• [INSTRUCTIONS FOR THE TASK] Return every line of the listing below verbatim, leaving out the pictures.

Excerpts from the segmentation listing
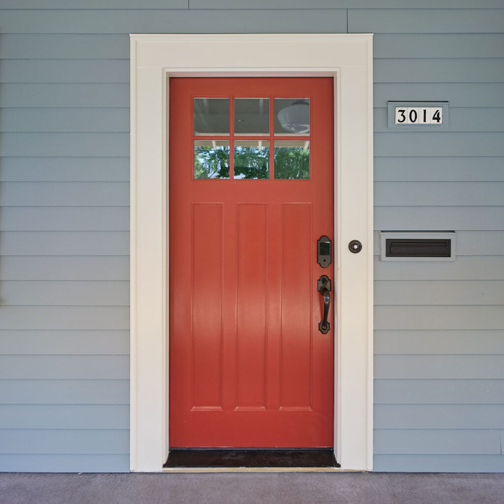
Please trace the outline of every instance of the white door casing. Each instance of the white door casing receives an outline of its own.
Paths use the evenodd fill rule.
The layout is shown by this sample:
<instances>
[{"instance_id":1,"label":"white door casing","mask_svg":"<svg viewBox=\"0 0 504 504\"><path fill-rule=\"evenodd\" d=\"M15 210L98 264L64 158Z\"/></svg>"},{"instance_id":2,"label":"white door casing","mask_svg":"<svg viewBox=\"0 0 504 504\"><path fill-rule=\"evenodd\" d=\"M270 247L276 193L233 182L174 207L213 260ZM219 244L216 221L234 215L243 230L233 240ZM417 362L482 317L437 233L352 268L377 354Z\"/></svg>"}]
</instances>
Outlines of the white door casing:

• [EXPECTED ANSWER]
Please trace the outline of every instance of the white door casing. Each instance of the white door casing receives an outline of its own.
Paths use the evenodd fill rule.
The layout is shown by this sample:
<instances>
[{"instance_id":1,"label":"white door casing","mask_svg":"<svg viewBox=\"0 0 504 504\"><path fill-rule=\"evenodd\" d=\"M15 210L98 264L64 158Z\"/></svg>"},{"instance_id":2,"label":"white door casing","mask_svg":"<svg viewBox=\"0 0 504 504\"><path fill-rule=\"evenodd\" d=\"M270 247L276 193L233 182L174 207L213 260ZM219 244L216 221L234 215L243 230L233 240ZM417 362L482 317L437 233L352 268L377 354Z\"/></svg>"}]
</instances>
Outlines of the white door casing:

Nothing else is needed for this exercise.